Segment Start: DATA SECTION

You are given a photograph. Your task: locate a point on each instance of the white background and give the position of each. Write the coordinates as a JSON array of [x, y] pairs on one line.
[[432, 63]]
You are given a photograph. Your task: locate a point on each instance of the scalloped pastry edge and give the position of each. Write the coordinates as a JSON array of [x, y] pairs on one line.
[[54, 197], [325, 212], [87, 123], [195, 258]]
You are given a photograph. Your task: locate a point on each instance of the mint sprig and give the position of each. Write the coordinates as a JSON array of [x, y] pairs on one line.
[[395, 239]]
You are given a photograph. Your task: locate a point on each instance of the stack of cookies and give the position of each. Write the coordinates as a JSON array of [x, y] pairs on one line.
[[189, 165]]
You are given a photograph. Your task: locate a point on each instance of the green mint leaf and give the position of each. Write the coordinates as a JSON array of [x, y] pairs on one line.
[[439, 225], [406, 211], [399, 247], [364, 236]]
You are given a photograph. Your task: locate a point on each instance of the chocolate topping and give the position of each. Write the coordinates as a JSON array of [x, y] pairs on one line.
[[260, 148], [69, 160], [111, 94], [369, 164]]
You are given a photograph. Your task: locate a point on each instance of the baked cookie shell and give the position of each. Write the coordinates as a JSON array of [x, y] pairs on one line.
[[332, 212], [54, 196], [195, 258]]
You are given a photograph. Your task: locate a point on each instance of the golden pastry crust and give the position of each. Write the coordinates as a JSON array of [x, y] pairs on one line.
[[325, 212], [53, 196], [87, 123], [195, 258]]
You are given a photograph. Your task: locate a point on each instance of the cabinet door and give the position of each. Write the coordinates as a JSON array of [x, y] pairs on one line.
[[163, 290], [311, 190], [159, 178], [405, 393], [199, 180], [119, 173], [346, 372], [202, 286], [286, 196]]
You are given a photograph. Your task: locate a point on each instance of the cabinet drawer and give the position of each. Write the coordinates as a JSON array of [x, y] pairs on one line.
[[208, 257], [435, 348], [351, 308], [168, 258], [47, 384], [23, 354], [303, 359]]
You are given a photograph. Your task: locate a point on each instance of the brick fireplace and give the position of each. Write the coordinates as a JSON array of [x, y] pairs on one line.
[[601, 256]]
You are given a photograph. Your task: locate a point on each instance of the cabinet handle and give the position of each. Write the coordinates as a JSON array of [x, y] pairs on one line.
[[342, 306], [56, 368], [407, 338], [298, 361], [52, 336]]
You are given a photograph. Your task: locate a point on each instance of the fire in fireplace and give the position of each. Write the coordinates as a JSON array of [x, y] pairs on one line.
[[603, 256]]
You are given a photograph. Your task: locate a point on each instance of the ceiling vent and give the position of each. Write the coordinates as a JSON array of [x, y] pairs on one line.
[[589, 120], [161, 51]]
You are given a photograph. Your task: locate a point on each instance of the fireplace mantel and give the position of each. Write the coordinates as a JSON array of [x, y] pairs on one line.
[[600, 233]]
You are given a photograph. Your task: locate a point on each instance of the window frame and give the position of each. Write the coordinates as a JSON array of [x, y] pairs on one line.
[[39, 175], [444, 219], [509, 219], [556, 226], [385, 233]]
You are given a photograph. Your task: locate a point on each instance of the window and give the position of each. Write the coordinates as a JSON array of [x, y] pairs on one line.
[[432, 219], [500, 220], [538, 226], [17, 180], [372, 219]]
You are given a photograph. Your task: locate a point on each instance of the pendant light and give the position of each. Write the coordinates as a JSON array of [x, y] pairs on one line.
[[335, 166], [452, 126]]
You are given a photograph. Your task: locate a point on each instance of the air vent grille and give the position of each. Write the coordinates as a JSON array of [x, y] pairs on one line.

Segment End: DATA SECTION

■ ASSIGNMENT
Write out all the records again, exactly as they appear.

■ RESPONSE TO THIS TASK
You are given a photograph. Your task: locate a point on each instance of the white background and give the position of each. Write the coordinates as a JSON array of [x, y] pairs on one line.
[[432, 63]]
You are given a photograph. Your task: locate a point on each instance of the scalloped pastry edge and give the position of each. Write the coordinates as a JSON array of [x, y] pairs on one line.
[[54, 197], [325, 212], [87, 123], [195, 258]]
You are given a photograph. Your task: locate a point on each instance of the mint sprig and give the position of each. Write the coordinates as a JSON array of [x, y] pairs on one line.
[[395, 239]]
You are given a photograph. Your task: locate a point on each instance of the stack of cookies and give the position of each. Write the coordinates as a JSON array of [x, y] pairs on one line.
[[189, 165]]
You are given a photograph. Your task: locate a point on each instance of the green mint leaf and give the position of each. Write the coordinates as a JSON array of [x, y] pairs on one line.
[[439, 225], [406, 211], [399, 247], [364, 236]]
You are given a photograph. Your task: locate a point on each instance of the chocolate topping and give the position of each. Write the coordinates as a JSON array of [x, y] pairs on one line.
[[260, 148], [69, 160], [111, 94], [369, 164]]
You are given a photograph. Your task: locate a point on each instance of the baked cookie shell and give the position of each. Write the coordinates as a JSON array of [x, y] pairs on one line.
[[332, 212], [54, 196], [195, 258]]
You are given a photograph. Your task: locate a point on each instance of the golden pastry crust and give the position of each. Write the coordinates as a JSON array of [x, y] pairs on one line.
[[325, 212], [53, 196], [87, 123], [195, 258]]
You are given a photograph. Your task: locate a point on each instance of the cabinet door and give the position of each. Write the coordinates as a JSON array of [x, y] pairs on one line.
[[163, 290], [311, 190], [159, 178], [405, 393], [199, 180], [119, 173], [346, 372], [202, 286], [286, 196]]
You are given a photograph. Your task: locate a point on each instance of the cabinet drawer and give the position of each. Write the coordinates as a JSON array of [x, y] pairs on one line.
[[208, 257], [435, 348], [351, 308], [168, 258], [47, 384], [23, 354], [303, 359]]
You are given a photograph. Your task: locate a point on each instance of the brick fireplace and give the position of each. Write the coordinates as a JSON array of [x, y] pairs on one line.
[[601, 256]]
You are given a photograph. Your task: locate a point on each instance of the cabinet handle and give the position of each. Write the coordinates as a JSON array of [x, y] pairs on one line.
[[342, 306], [56, 368], [407, 338], [298, 361], [52, 336]]
You are given a photograph. Your task: locate a point on each instance of the fire in fireplace and give the position of each. Write the coordinates as a JSON array of [x, y] pairs on one line.
[[603, 256]]
You are given a photograph. Your task: locate a point on each instance of the ceiling vent and give the position of each. Write the coordinates as a JSON array of [x, y] pairs on one line.
[[589, 120], [161, 51]]
You are given a photograph. Your task: locate a point on each instance of the fireplace mantel and give the position of each. Write the coordinates as a JSON array of [x, y] pairs on one line.
[[600, 233]]
You are given a photograph. Your task: locate a point on each instance of the window frame and give the position of each. Write the coordinates as a JSON array of [x, y] pairs on one line.
[[39, 175], [444, 219], [509, 219], [556, 226], [385, 233]]
You are given a photograph. Your task: locate a point on each instance of the window and give the position of each. Write the coordinates as a JSON array of [x, y] pairs on one line.
[[432, 219], [500, 220], [538, 226], [17, 180], [372, 219]]
You are given a photograph. Your task: locate a point on each instance of the pendant light and give the position of each. Write the coordinates as a JSON array of [x, y] pairs on one line.
[[335, 166], [452, 126]]
You are given a photograph. Your task: locate a point on each instance of the air vent grille and give the position of each. Write the coordinates as a JSON array of [x, y] pairs on one line.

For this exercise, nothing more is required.